▶ What the task asks
Pick out each line of the items below that contains the string "target". Matching is case-sensitive.

▶ Data in this exercise
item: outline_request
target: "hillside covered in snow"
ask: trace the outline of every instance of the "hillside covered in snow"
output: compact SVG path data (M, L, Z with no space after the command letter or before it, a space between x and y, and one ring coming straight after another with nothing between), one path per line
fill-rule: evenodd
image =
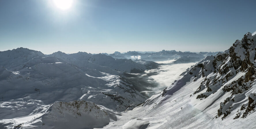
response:
M223 52L201 52L207 56L177 76L180 63L199 54L163 64L83 52L1 52L0 128L255 128L255 53L256 36L248 32Z
M247 33L106 128L255 128L255 47Z

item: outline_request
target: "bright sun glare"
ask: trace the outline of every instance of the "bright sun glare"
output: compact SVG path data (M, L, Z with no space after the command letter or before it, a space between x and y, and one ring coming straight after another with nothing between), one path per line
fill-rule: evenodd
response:
M58 8L62 10L66 10L71 7L73 0L53 0L53 2Z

▶ Response to this exercise
target: "hillside covered in snow"
target: "bright sun glare"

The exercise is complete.